SOURCE DOCUMENT:
****************************************

What’s the worst that could happen?

Wrong type of data stored in database, breaking future requests
Unintentional, or malicious access to data other than requested
Malicious code runs on your server exposing your database and codebase

How do we implement validation in Express?

Validation can be done in the routes’ URI (against parameters), directly in
each of the routes’ handlers (before using the data), or by using middleware that can be applied to multiple routes (less duplication of code).

For our tutorial we’ll be implementing parameter validation in the URI, and data validation middleware with help from a validation library made specifically for Express.

Parameter validation

We have data entering our application two different ways currently. We have POST bodies providing payloads of data, and we have URI parameters defined in our routes (e.g /photos/:id).

Express provides native support for Regular Expressions (referred to as regexes) in URIs in order to do basic validation on a parameter. Regexes can become complex very quick, but we can keep them simple for parameter validation.

For our Photo resource we allow users to take actions based on providing an ID in the URI. In our database, this ID value is an integer. So for our routes, we want to ensure that the ID parameter that we accept is numeric, let’s first review our existing route, which would also match /photo/random-text :

photoRouter.get(‘/:id’, lookupPhoto, function(req, res) {

Express allows us to add a regex directly after the name of the parameter. We want to allow any length of number:

([0–9]+)

Where + indicates one or more of the preceding definition (a number 0–9).

photoRouter.get(‘/:id([0-9]+)’, lookupPhoto, function(req, res) {

Now if someone were to request /photo/random-text it will not be captured by this route and proceed to check the rest of the router for a match (resulting in Cannot GET /photo/random-text).

Data validation

Our API has two different routes which currently accept data: create (POST) and update (PATCH) of a resource. Both data objects should accept values for fields found in our Postgres database.

****************************************

THINGS TO DO:
1 – Answer the following from the tutorial on validation in Express, one line each.
(a) In which three places can validation be done?
(b) In the regex `([0–9]+)`, what does the `+` indicate?
(c) Which two routes of the API currently accept data?
2 – From the tutorial on validation in Express, return verbatim the part that opens with the words containing "Express allows us" and closes with "(a number 0–9).".
3 – Carry the tutorial on validation in Express further, picking up after its final sentence about the create and update routes.

DATA ROWS:
****************************************

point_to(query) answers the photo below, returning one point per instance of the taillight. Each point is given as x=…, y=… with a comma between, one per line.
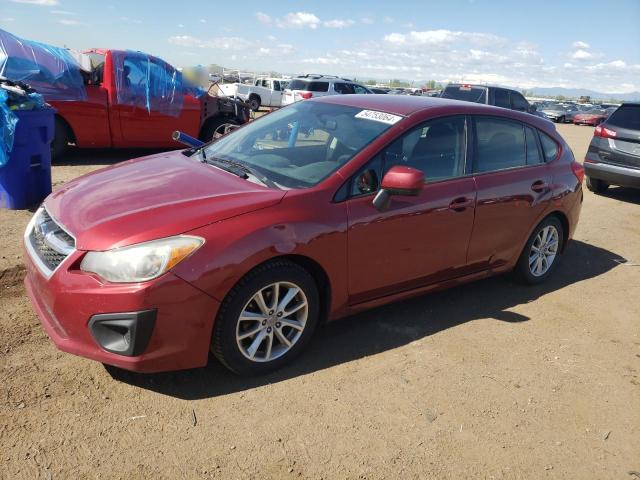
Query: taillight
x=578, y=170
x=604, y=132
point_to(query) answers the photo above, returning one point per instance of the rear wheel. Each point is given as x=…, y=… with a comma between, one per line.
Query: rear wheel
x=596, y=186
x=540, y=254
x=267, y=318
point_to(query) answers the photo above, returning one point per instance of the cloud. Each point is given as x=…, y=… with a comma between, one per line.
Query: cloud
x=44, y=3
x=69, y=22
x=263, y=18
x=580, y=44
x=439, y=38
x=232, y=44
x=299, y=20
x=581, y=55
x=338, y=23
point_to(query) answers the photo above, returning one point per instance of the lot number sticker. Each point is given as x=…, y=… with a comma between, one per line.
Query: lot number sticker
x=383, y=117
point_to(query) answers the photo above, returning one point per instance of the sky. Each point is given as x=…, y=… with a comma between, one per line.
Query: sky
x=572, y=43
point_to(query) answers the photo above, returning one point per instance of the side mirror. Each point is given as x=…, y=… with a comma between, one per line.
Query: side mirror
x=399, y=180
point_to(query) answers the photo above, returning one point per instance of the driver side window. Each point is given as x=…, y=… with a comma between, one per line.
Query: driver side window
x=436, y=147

****************************************

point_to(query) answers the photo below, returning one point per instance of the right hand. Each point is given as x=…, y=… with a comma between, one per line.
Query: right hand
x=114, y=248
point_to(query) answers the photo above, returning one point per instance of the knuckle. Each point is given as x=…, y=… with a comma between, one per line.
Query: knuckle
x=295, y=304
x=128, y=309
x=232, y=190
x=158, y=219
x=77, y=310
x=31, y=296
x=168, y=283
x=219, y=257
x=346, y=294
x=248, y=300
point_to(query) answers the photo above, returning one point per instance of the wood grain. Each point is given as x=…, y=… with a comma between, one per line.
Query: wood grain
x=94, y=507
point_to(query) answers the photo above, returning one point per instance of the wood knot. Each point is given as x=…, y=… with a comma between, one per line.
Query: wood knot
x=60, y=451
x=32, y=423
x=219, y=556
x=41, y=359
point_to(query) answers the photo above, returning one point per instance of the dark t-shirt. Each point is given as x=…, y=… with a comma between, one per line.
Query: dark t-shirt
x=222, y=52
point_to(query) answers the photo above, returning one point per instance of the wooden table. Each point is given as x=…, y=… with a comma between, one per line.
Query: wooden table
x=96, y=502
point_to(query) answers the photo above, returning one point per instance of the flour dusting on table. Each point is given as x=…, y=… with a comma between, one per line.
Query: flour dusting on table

****************************************

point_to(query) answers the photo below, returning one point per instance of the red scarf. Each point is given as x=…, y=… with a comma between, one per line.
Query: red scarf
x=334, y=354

****************************************

EXPECTED OUTPUTS:
1 –
(a) In the routes' URI (against parameters), directly in each of the routes' handlers (before using the data), or in middleware that can be applied to multiple routes.
(b) One or more of the preceding definition (a number 0–9).
(c) Create (POST) and update (PATCH) of a resource.

2 –
Express allows us to add a regex directly after the name of the parameter. We want to allow any length of number:

([0–9]+)

Where + indicates one or more of the preceding definition (a number 0–9).

3 –
By using placeholders in creation of our SQL queries (e.g WHERE id = $1) we are protecting ourselves against SQL injection. But what if we weren’t using a library that took care of this for us? What if we were constructing the SQL manually and executing it?

var sql = “SELECT * FROM photo WHERE id=“ + photoId;

What if someone were to pass the following in place of an actual ID?

0%20OR%20id%20>%200

Example of SQL injection while constructing SQL queries manually without validation

I was able to return a record (in the screenshot above) because the data I supplied evaluated to an additional expression, circumventing the logic:

SELECT * FROM photo WHERE id=0 OR id > 0

This particular attack would be mitigated by our parameter validation.

It’s not all about security

Data validation plays a large role in the user experience of your API, and health of your dataset. By validating incoming data you’re able to catch typos or mistakes by a client in constructing a request. This means that your final data set is predictable and clean.

Perhaps a client attempts to create a Photo resource object for an Album which does not exist yet? Or supplies a description which is longer than your application can support? You want to prevent these records from being stored in the database.

The data validation library we’ll be using is express-validator

Why not write our own validation library?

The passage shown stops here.